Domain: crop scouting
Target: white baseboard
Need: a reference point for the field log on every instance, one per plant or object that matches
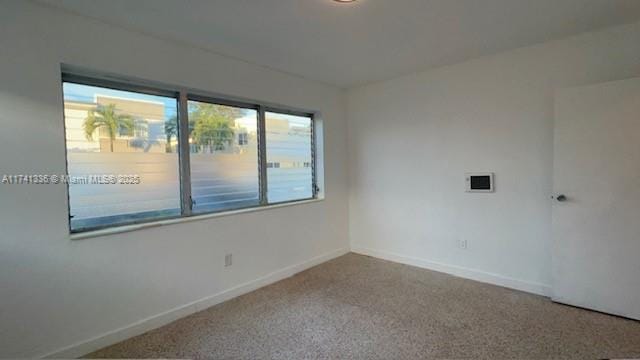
(153, 322)
(477, 275)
━━━
Aim | Reproduce all of the lines in the items above, including the requests, and multiply every coordinate in the answers by 0.95, rounding each result to a whole number with halves rounded up. Leave the pictures out of your answer.

Right answer |
Domain: crop scouting
Target: white baseboard
Need: a reference point for the field log on every instance, one per plant or object that matches
(145, 306)
(453, 261)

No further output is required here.